> _GIVEN TASK_: Extract each line of the records below that contains the word "cloud", and copy every such line in full.

> _Photo object pointing records_:
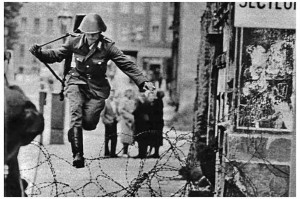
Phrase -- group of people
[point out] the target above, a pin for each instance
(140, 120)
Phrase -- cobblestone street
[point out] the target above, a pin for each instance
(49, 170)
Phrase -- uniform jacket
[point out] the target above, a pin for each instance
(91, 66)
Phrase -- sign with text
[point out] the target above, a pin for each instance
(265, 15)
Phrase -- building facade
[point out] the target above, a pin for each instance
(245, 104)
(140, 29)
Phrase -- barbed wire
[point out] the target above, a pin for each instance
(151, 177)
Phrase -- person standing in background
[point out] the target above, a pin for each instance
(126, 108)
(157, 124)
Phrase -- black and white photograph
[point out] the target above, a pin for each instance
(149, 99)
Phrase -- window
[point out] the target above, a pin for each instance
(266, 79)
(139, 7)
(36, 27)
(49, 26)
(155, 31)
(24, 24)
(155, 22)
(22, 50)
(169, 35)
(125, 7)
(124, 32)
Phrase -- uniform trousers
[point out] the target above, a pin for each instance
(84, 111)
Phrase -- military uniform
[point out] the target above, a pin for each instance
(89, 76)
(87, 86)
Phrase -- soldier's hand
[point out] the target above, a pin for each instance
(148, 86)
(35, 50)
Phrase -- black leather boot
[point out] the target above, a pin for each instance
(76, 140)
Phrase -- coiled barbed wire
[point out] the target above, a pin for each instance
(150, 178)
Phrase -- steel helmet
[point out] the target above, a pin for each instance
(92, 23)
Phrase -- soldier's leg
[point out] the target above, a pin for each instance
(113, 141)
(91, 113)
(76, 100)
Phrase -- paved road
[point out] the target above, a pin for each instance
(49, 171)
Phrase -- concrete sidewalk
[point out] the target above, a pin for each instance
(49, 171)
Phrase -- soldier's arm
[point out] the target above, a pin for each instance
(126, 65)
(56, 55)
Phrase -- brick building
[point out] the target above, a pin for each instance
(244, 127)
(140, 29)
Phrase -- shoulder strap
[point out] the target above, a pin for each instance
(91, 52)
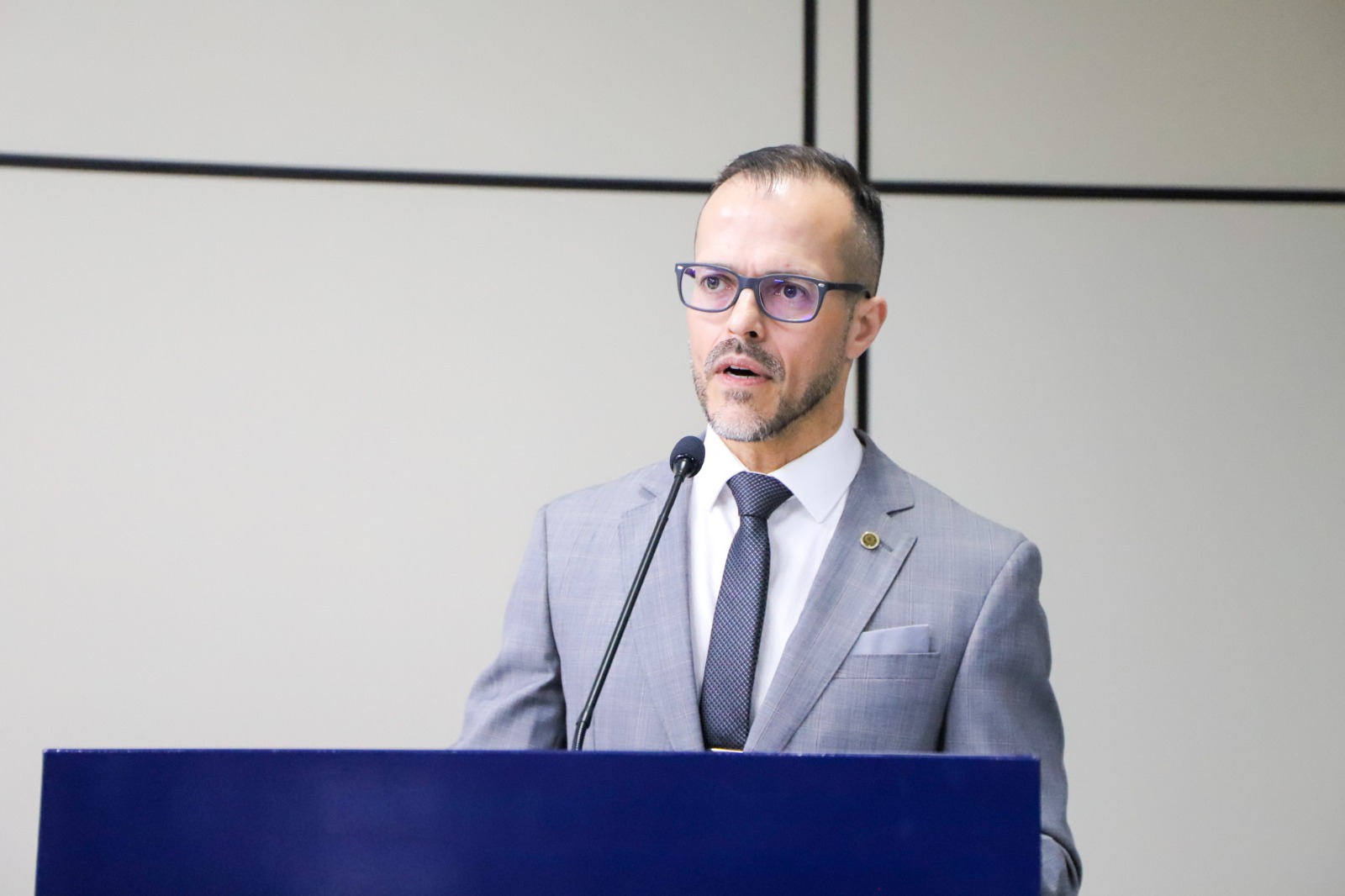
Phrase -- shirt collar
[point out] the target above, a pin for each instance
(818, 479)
* * *
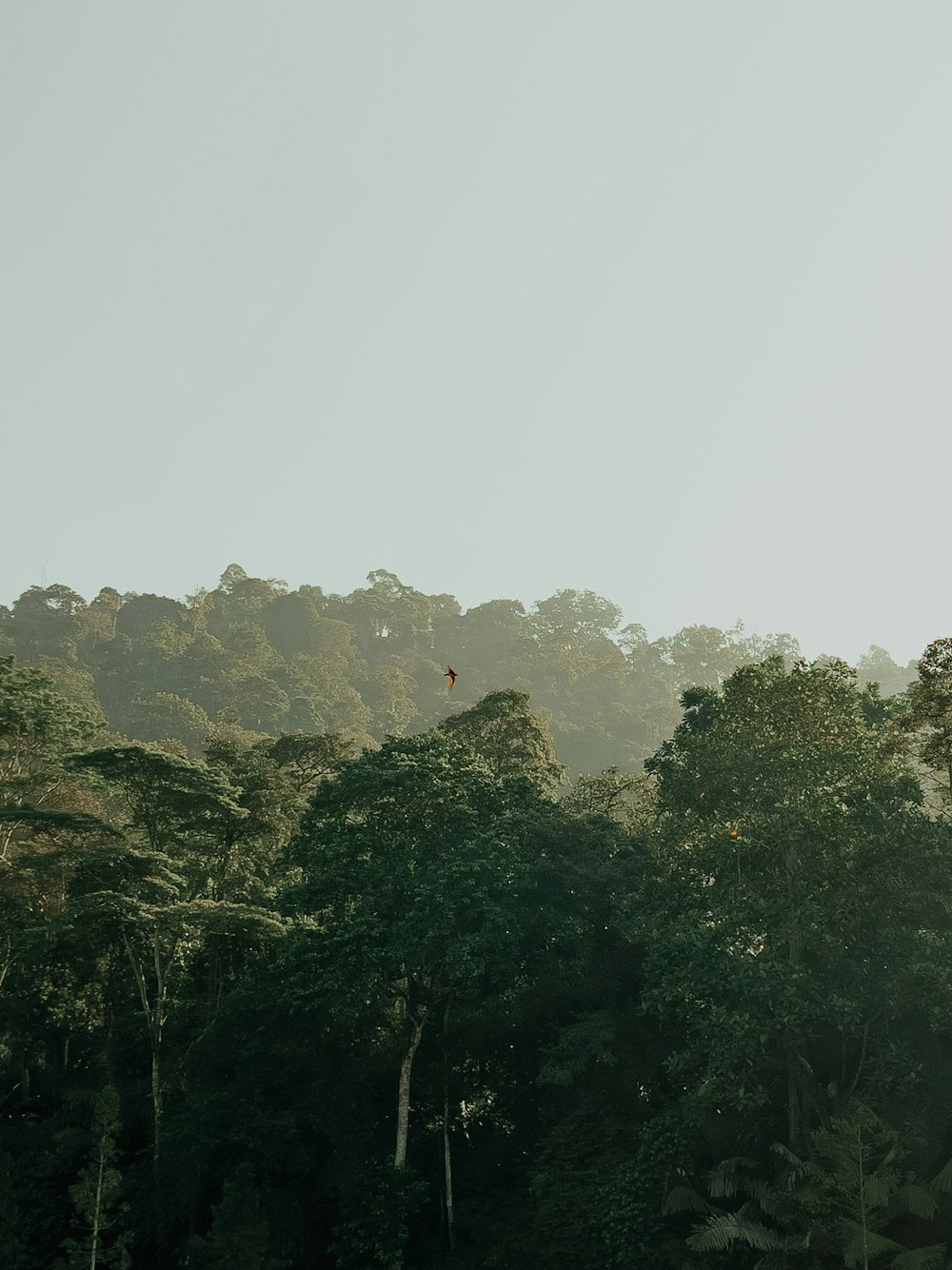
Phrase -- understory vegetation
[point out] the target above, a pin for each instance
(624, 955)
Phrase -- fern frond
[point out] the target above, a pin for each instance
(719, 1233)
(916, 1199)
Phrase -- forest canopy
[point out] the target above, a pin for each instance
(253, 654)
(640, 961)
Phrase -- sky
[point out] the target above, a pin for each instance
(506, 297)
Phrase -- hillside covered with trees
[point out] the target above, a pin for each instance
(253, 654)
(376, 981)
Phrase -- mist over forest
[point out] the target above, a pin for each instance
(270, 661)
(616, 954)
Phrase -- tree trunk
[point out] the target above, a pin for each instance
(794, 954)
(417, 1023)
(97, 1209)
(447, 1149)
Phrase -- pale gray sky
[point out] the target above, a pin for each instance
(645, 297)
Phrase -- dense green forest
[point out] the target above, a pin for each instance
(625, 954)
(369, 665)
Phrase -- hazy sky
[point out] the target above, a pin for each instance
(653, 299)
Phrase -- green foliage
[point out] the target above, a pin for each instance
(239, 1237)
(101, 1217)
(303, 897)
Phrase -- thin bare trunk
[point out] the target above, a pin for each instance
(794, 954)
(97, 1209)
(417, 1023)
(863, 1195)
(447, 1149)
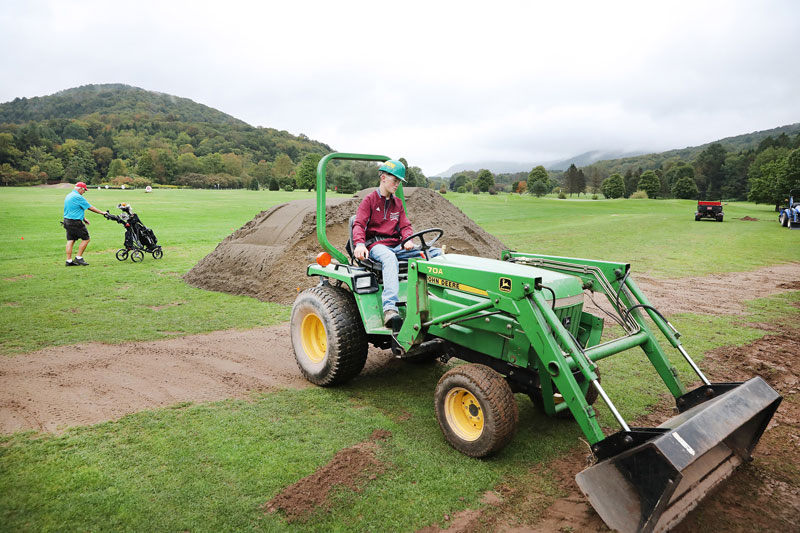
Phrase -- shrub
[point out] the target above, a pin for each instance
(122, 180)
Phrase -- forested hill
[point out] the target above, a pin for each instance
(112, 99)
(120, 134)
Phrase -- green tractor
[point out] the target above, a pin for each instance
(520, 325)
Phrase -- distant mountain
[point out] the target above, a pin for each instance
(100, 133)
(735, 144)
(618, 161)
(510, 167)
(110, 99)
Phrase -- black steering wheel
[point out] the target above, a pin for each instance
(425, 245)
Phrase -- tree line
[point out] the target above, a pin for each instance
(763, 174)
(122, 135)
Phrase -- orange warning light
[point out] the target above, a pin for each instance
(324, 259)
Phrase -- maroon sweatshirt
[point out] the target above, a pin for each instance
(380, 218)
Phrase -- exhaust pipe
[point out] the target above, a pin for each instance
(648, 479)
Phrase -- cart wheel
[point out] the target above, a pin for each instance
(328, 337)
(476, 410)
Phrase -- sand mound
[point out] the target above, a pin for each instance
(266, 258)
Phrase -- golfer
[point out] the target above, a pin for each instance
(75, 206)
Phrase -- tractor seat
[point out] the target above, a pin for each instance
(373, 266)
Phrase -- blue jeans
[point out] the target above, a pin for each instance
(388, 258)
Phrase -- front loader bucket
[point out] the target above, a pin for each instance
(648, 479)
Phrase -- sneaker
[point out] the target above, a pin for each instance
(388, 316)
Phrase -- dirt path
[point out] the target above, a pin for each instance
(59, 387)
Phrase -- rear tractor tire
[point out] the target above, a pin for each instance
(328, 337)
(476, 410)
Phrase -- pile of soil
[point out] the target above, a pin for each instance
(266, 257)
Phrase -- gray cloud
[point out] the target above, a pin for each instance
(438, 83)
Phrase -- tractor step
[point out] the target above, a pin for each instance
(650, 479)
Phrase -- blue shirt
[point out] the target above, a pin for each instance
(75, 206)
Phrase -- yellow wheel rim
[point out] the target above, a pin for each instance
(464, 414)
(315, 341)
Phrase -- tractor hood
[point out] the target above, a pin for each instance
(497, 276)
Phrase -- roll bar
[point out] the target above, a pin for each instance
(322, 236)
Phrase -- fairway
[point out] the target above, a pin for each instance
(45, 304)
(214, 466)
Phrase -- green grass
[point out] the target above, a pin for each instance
--
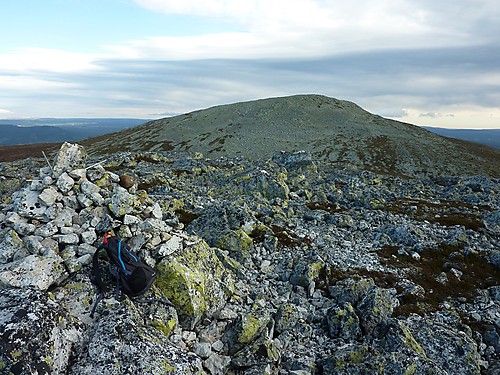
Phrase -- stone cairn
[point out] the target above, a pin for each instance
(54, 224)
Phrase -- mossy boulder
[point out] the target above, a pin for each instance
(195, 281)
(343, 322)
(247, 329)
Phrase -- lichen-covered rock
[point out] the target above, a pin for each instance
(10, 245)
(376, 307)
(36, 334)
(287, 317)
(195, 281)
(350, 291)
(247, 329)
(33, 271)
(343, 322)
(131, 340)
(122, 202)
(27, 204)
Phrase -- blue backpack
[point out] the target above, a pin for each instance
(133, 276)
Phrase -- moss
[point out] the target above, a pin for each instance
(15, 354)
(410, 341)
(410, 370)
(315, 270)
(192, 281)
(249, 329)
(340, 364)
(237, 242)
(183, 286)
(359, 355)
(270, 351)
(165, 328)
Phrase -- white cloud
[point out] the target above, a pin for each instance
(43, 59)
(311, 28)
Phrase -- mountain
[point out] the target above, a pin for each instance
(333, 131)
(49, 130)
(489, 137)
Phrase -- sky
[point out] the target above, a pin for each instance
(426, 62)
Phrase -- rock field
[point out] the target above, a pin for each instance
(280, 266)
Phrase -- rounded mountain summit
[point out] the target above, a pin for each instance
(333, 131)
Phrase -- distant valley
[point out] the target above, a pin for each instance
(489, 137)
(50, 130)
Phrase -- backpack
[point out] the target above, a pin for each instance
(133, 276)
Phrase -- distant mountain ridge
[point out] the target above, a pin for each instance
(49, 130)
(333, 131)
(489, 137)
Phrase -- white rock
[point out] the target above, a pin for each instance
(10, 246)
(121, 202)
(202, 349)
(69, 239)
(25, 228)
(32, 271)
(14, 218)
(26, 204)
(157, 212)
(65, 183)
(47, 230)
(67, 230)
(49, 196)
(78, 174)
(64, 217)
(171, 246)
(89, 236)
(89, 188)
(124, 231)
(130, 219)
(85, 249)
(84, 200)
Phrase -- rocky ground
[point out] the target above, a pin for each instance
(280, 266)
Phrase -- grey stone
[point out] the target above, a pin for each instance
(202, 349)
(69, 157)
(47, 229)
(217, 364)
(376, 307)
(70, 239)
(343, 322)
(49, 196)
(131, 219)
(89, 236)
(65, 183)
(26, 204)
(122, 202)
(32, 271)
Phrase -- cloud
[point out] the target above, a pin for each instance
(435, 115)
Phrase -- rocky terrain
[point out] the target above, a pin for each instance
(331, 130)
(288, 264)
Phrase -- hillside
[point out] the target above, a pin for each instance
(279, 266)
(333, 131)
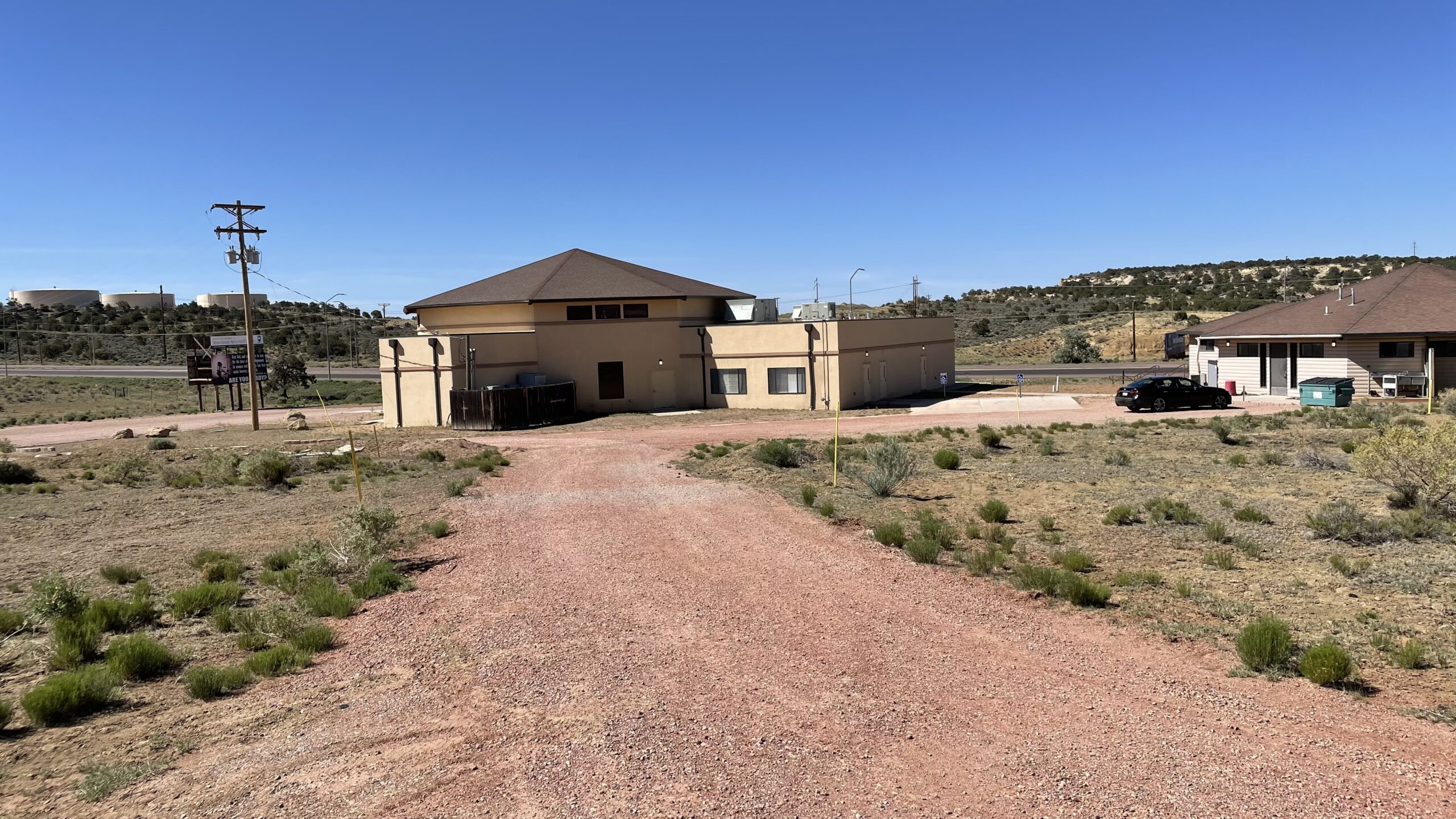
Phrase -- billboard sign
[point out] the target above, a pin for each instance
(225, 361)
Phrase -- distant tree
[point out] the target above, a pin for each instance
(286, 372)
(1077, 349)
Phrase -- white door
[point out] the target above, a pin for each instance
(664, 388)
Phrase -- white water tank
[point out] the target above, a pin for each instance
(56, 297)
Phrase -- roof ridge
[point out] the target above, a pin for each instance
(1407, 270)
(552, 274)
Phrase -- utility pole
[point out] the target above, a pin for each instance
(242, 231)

> _SOLUTION TO THIS PROBLEM_:
Phrase -- gray cloud
Phrase -- white cloud
Phrase -- cloud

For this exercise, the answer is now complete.